* Begin *
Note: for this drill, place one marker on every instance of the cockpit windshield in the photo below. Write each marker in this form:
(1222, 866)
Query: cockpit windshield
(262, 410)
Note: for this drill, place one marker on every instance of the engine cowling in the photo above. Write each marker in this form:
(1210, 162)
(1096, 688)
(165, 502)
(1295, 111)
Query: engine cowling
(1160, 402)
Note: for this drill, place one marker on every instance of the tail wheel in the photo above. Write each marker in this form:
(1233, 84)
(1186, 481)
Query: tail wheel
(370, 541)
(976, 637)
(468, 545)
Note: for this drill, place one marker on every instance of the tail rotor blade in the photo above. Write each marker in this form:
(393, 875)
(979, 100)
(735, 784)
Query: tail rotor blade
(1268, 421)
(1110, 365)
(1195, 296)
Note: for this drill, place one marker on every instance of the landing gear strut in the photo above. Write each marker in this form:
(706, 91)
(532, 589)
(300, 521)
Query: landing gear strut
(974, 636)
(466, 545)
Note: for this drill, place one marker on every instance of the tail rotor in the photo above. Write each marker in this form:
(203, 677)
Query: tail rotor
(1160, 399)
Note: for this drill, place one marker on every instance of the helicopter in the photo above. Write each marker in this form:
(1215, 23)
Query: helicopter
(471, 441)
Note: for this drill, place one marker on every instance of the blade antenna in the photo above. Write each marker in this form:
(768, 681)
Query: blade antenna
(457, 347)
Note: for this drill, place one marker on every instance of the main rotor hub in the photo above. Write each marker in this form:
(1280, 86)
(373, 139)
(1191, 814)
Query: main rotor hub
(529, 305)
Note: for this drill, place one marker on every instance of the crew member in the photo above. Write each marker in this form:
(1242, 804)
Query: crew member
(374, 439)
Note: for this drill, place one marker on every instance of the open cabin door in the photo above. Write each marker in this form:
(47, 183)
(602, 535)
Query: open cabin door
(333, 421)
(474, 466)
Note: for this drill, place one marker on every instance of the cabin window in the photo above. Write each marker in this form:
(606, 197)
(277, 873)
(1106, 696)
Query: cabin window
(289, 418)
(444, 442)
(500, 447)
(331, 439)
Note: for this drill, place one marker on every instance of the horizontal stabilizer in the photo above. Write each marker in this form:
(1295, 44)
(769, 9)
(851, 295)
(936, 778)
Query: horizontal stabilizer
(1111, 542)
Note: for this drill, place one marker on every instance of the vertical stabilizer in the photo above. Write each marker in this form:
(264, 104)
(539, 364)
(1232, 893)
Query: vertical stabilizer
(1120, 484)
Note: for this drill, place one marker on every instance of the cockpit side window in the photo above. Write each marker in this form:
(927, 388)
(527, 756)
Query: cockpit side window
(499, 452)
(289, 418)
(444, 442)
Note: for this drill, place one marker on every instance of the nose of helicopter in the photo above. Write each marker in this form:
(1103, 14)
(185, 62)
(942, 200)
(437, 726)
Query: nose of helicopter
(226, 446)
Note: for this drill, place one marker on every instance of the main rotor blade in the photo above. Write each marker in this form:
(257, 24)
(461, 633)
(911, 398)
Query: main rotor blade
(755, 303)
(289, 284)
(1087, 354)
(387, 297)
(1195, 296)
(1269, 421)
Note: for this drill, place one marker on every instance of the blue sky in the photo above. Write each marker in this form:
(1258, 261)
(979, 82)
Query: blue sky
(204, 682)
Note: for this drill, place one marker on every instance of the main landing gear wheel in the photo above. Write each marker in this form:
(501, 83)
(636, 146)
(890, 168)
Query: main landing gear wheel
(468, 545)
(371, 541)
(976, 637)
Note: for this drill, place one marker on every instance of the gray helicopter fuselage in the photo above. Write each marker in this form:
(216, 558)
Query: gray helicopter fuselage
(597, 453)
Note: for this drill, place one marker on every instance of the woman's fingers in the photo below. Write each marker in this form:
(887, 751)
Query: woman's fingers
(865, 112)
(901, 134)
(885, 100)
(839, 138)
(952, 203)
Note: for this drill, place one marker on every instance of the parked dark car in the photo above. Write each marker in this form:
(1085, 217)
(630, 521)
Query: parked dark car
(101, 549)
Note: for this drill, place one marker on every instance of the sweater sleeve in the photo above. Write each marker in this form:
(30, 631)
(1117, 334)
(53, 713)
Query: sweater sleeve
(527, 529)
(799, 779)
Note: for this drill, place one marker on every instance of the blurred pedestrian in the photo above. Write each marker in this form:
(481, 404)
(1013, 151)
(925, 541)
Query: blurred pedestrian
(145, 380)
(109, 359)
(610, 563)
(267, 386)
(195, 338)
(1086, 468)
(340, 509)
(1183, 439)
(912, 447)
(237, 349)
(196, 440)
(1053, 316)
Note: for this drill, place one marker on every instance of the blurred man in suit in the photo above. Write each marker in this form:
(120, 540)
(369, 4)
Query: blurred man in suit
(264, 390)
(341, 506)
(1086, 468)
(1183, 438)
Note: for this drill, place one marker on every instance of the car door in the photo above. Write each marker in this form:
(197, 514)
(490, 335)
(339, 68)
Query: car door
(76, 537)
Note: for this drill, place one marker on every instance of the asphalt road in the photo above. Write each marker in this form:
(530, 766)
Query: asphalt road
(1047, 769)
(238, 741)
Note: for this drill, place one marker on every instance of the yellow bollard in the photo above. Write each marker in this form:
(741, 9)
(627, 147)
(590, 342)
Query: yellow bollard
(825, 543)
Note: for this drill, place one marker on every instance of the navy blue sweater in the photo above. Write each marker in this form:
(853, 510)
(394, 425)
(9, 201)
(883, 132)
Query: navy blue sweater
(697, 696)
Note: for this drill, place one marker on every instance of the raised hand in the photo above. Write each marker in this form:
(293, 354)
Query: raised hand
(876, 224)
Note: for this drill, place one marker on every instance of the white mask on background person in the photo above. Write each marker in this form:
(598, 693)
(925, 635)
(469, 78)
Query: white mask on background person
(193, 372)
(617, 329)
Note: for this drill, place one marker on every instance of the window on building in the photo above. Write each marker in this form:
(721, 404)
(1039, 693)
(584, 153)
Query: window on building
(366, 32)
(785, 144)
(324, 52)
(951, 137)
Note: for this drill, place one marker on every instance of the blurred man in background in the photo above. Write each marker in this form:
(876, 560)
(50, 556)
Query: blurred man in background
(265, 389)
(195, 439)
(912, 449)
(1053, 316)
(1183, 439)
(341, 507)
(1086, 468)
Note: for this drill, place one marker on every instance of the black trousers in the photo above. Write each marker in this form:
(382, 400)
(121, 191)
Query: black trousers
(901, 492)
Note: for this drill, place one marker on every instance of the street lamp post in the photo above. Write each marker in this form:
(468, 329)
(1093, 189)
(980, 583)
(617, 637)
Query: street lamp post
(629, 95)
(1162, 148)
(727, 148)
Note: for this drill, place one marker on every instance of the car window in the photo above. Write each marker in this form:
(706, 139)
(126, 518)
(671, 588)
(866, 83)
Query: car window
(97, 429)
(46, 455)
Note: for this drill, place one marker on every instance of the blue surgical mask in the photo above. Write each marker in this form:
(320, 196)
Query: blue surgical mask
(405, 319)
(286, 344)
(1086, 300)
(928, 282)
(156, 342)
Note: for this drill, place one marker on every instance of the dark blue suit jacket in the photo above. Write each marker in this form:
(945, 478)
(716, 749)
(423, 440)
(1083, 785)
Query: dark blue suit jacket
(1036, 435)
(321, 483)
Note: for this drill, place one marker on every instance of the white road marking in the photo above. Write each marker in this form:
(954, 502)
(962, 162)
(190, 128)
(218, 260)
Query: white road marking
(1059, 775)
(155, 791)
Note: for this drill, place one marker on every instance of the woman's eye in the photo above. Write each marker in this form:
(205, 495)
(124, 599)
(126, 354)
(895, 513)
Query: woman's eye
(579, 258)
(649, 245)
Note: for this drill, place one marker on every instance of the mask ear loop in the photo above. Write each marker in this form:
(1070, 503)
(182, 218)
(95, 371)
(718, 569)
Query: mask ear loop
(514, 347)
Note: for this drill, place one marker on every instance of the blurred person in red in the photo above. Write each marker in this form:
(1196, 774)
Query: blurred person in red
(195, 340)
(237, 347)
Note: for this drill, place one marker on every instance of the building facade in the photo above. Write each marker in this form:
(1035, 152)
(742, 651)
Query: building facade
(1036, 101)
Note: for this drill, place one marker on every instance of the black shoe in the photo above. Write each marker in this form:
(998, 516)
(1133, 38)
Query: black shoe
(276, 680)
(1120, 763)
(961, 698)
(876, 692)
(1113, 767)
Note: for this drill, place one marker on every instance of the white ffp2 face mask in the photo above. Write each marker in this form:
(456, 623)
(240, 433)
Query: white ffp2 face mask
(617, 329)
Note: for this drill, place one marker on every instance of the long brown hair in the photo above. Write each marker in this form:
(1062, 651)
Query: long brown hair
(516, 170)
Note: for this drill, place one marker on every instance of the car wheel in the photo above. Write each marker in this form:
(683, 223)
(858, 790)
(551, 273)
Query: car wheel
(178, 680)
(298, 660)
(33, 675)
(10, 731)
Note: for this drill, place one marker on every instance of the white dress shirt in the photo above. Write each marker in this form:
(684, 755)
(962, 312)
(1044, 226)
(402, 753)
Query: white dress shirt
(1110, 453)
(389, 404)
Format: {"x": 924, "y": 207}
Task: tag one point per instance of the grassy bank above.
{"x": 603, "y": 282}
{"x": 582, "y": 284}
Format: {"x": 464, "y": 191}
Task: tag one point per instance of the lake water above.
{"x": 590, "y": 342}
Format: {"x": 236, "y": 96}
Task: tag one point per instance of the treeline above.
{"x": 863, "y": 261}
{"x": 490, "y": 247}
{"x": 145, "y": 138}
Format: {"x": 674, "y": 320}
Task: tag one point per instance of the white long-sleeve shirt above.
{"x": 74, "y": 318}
* End *
▶ **Requirement**
Return the lines of the records above exactly as they appear, starting at the line that contains "of the building" and ending at the line that contains "(1036, 101)", with both of those lines included.

▶ **Task answer**
Note: for this drill, place one marker on every instance of the building facade in the photo above. Write each marker in this form:
(1035, 152)
(742, 651)
Query: building facade
(1036, 101)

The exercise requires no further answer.